Rows from a dataset:
++++++++
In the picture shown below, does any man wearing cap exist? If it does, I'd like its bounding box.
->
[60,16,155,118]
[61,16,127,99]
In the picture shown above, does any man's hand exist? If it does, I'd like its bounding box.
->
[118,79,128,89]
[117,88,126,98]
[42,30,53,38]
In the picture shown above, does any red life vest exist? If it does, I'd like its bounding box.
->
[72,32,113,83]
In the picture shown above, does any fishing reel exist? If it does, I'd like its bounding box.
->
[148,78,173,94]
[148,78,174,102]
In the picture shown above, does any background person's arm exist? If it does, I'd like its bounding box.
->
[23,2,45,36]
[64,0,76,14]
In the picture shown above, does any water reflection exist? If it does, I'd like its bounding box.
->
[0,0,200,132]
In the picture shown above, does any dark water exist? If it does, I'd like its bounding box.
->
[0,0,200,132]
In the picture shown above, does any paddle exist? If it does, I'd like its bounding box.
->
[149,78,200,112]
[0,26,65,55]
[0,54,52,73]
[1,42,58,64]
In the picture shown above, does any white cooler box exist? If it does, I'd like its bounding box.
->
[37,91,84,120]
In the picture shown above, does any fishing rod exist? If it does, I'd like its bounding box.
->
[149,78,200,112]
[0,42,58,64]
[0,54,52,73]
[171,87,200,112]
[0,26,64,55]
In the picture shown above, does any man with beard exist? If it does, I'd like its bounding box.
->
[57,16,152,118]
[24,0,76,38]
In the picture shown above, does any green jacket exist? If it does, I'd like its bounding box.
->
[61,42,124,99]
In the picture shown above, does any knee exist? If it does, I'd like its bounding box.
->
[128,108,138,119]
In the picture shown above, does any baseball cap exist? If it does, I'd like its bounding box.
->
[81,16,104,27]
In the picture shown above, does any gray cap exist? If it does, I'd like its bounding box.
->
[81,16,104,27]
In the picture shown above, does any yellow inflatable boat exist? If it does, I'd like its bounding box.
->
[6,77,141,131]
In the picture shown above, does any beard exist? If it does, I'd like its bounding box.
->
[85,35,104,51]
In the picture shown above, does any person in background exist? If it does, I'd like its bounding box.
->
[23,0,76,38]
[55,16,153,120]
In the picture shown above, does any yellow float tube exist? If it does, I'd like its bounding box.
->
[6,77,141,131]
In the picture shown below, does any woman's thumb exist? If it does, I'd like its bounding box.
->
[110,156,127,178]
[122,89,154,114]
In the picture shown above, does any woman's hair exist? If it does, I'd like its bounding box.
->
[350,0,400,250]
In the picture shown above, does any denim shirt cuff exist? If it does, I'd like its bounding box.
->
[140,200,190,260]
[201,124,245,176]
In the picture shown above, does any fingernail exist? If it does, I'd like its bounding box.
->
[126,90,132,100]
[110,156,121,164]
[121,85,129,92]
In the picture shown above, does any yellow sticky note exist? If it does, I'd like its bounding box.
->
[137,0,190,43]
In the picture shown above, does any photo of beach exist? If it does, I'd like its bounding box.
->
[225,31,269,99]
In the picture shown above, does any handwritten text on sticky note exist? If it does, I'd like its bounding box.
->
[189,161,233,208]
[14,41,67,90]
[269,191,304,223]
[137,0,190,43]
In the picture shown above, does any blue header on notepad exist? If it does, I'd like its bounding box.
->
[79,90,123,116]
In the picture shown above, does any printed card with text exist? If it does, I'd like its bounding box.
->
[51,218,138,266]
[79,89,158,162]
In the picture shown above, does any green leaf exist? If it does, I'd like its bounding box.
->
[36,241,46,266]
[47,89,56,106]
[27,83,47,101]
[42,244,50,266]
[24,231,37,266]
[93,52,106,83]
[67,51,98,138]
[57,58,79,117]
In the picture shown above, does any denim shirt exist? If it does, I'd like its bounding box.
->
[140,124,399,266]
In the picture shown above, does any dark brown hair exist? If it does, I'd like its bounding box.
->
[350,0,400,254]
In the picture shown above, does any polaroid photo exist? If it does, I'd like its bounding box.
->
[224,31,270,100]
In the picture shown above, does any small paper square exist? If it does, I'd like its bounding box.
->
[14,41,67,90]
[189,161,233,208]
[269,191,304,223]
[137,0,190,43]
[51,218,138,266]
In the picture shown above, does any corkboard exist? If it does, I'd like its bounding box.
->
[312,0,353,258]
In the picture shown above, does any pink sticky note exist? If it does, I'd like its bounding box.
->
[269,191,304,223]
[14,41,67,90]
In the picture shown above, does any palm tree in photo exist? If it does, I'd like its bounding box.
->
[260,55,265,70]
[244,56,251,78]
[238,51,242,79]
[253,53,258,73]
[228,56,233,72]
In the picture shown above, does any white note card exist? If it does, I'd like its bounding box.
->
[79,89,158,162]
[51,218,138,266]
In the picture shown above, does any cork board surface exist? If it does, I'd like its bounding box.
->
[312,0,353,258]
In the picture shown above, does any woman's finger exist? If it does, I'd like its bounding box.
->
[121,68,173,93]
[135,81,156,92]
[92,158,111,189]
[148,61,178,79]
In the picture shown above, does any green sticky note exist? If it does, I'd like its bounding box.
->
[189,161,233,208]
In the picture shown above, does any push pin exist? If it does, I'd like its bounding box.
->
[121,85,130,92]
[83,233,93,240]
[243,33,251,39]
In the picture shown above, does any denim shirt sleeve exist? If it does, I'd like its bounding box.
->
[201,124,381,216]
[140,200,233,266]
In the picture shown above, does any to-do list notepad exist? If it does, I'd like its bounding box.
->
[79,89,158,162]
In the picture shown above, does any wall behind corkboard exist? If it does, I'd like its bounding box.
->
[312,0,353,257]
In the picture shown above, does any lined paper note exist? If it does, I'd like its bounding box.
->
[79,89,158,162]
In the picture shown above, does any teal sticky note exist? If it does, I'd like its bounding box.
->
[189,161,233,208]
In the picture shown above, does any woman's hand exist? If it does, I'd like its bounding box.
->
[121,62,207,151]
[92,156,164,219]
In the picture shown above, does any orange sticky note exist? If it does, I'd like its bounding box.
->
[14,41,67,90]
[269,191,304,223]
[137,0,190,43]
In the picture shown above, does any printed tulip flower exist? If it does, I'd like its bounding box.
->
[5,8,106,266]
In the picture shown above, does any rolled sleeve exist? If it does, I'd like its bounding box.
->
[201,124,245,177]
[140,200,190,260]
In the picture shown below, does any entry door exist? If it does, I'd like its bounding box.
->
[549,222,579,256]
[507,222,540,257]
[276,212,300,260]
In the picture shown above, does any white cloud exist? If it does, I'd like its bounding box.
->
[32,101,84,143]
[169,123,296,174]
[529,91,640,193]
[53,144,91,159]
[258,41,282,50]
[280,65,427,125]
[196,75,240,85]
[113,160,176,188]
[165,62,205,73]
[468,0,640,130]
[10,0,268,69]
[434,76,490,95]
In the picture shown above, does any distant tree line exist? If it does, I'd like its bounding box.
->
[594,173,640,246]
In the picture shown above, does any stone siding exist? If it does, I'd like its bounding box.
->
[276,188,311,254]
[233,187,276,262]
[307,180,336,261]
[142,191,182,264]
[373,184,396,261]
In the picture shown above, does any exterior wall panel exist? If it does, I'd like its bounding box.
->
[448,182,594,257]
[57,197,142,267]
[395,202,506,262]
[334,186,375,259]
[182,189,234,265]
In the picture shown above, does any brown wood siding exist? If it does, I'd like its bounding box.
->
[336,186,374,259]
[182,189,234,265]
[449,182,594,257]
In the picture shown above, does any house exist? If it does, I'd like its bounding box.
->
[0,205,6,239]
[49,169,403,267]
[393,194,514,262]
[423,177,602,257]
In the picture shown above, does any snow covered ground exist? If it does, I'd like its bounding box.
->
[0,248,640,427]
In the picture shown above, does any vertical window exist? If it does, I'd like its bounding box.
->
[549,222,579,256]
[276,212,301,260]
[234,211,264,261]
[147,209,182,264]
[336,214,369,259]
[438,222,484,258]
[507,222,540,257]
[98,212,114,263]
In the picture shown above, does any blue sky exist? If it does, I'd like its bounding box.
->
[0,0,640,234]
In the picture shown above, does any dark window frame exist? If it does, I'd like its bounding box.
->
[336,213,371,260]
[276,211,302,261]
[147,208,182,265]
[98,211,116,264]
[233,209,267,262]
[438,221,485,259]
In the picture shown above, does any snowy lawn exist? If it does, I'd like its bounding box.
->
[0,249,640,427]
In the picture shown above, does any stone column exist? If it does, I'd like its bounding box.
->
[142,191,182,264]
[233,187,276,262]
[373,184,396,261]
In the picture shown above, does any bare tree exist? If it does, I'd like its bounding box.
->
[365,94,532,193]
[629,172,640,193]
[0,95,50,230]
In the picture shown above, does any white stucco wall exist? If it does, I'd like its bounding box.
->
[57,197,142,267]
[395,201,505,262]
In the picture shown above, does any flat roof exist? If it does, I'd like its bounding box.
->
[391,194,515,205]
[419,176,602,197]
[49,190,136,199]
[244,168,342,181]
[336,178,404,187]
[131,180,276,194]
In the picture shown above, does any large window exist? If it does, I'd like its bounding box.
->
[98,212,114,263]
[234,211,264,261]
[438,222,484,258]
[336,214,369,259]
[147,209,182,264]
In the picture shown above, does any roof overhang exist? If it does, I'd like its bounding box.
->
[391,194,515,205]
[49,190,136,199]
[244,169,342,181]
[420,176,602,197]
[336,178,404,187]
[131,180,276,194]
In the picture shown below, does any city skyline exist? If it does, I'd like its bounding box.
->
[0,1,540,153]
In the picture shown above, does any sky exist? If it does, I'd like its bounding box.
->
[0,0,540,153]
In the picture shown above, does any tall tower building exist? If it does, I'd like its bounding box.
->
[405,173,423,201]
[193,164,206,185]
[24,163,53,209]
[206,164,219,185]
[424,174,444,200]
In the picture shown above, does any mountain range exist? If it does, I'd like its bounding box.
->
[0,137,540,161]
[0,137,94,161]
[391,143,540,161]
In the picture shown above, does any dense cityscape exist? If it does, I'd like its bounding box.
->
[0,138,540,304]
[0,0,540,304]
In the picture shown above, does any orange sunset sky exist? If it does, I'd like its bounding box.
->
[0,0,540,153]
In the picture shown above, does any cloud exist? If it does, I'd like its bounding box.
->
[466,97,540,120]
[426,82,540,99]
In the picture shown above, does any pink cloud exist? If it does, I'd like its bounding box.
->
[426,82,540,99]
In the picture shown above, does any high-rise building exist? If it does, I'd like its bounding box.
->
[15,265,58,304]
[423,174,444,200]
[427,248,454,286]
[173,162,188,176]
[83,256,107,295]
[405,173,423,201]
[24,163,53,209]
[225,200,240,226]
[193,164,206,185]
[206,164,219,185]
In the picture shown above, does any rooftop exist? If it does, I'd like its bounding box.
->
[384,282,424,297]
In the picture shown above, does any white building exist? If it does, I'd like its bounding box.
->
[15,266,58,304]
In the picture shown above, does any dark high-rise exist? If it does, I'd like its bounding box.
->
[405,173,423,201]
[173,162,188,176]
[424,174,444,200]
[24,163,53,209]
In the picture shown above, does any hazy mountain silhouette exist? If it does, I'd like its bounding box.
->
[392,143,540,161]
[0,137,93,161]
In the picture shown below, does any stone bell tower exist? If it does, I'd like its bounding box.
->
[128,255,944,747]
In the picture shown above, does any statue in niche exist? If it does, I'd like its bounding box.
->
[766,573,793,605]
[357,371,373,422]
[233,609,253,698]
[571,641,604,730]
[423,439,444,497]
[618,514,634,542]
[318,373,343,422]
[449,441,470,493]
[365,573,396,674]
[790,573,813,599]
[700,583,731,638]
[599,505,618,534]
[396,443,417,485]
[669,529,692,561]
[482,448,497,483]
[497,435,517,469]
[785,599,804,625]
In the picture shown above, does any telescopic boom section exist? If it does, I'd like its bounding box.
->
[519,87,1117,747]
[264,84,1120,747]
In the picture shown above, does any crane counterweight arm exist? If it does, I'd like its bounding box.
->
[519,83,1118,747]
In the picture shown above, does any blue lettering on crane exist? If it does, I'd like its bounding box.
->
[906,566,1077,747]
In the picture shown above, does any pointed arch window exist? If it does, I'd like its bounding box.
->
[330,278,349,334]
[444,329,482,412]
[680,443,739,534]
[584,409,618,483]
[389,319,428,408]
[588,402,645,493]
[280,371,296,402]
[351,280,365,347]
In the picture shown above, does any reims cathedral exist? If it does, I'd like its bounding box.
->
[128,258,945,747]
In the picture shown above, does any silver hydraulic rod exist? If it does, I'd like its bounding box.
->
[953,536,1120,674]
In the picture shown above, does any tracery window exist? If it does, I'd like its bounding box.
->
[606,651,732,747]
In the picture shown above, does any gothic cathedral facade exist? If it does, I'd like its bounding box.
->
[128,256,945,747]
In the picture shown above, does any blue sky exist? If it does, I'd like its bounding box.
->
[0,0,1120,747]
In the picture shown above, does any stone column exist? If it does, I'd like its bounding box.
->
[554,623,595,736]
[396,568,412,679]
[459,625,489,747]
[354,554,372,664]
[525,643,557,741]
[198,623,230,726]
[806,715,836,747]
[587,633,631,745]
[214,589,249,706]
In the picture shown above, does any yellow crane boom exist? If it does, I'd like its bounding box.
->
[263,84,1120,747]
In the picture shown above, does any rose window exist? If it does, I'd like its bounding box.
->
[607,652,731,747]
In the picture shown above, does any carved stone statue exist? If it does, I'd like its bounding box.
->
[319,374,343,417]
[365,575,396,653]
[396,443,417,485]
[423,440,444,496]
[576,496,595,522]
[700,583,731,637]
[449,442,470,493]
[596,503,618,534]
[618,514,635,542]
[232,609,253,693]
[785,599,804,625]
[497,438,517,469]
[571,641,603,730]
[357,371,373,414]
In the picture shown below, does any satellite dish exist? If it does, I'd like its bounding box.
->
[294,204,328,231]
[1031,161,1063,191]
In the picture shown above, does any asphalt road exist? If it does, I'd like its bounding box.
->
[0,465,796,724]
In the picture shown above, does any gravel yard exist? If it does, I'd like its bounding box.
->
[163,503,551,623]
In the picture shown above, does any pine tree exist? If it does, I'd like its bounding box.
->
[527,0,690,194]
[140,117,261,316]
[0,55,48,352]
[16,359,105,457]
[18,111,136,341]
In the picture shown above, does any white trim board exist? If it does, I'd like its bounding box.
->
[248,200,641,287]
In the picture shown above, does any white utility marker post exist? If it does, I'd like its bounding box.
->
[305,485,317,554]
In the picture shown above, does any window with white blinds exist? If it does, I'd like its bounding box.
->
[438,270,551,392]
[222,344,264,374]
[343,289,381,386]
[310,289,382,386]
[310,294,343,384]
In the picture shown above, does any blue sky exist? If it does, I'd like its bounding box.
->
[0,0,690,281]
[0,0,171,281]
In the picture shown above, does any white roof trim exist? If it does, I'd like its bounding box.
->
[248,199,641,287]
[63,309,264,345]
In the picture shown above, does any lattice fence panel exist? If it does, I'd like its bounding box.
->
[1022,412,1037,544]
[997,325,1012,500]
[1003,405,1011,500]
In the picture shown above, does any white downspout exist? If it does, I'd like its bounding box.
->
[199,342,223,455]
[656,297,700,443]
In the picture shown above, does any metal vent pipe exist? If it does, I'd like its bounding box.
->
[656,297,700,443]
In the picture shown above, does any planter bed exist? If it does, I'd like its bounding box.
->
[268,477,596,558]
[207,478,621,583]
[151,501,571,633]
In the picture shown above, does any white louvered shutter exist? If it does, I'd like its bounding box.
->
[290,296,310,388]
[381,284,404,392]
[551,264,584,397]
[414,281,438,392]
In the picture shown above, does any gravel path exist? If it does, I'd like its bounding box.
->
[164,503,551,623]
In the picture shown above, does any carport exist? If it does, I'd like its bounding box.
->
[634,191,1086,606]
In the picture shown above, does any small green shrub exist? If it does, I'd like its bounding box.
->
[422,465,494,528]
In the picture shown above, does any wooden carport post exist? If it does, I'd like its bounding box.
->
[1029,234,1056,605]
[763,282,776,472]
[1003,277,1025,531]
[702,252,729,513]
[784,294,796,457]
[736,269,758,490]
++++++++
AIM OF THE TASK
State how many lines of the material above contain the word "carport". Reply with the number only.

WRITTEN SOLUTION
2